Problem description:
The records should be written out in full, with nothing altered.

========================================================================

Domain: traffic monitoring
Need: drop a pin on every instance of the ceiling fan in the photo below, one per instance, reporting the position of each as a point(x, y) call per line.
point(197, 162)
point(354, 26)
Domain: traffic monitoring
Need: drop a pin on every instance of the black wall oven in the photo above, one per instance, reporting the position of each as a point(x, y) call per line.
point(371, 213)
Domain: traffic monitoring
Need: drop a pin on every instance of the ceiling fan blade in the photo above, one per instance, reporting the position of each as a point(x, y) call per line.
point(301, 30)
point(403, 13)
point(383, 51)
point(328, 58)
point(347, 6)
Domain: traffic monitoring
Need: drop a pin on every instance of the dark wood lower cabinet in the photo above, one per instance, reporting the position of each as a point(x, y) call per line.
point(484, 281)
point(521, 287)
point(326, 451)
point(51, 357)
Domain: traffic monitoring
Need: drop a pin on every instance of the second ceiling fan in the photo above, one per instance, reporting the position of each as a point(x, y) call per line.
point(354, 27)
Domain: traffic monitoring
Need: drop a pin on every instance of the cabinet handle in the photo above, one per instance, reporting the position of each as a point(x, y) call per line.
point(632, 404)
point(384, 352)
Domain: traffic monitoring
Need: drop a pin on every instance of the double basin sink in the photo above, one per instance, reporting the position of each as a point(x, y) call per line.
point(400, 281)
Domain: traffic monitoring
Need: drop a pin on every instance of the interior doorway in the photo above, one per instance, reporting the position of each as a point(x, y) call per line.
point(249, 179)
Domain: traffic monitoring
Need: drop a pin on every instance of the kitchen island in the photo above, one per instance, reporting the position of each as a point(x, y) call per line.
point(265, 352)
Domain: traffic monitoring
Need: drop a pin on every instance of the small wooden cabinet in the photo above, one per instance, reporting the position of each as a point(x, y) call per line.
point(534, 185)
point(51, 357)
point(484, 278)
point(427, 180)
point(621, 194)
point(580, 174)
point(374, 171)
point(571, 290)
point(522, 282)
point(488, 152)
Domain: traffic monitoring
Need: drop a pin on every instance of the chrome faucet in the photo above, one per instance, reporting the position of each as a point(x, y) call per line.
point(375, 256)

========================================================================

Answer to the problem:
Domain: traffic monitoring
Need: drop a pin on every instance of the ceiling fan in the photo below, one per instance, reporting the position of each as a point(x, y) call per line.
point(197, 162)
point(354, 26)
Domain: traffic monitoring
Need: drop a pin on every instance of the black wall oven in the photo above, one per instance, reporting the position of each as a point(x, y) call per line.
point(371, 213)
Domain: traffic monitoring
Need: drop a pin on every instance of the ceiling fan blade in the photo above, one per instance, reporting the position of each as a point(x, y) call per line.
point(301, 30)
point(403, 13)
point(383, 51)
point(328, 58)
point(347, 6)
Domain: traffic monitoring
Need: drop a pin on every instance of the dark wood lower cabinet in the photo above, one per instance, reporting the position of each as a point(x, y) call per line.
point(484, 281)
point(521, 287)
point(326, 451)
point(51, 357)
Domain: traffic monitoring
Need: drop a pin on every instance of the second ceiling fan in the photo above, one per instance, reporting the position of each as a point(x, y) call per line.
point(354, 27)
Domain: traffic monitoring
Need: drop a pin on every instance of the cabinet handle in the photo above, one per instance, reporting the position of each as a point(x, y) call per line.
point(632, 404)
point(384, 352)
Domain: traffic monitoring
Need: drop a pin on every instance of the double basin sink in the photo above, one per instance, reporting the position of each as a point(x, y) call per line.
point(400, 281)
Domain: traffic monitoring
Need: drop a pin on every instance of the interior doorway in the photo above, one per instance, reporting the position of each as a point(x, y) call per line.
point(249, 179)
Domain: traffic monitoring
Need: drop a pin on every instance of the kitchen island in the photo above, one per instance, reporting the position of each as a point(x, y) call per line.
point(265, 352)
Domain: traffic monitoring
Need: drop a pin on every instance of the small wooden cabinet in the photo above, one per instance, reporting the position of each as a point(x, y) call per line.
point(534, 185)
point(51, 357)
point(484, 278)
point(427, 180)
point(621, 194)
point(580, 174)
point(374, 171)
point(571, 290)
point(522, 282)
point(488, 152)
Domain: traffic monitoring
Need: drop a pin on every instance of the chrome faucet in the photo above, one per instance, reporting the position of each as a point(x, y) call per line.
point(375, 256)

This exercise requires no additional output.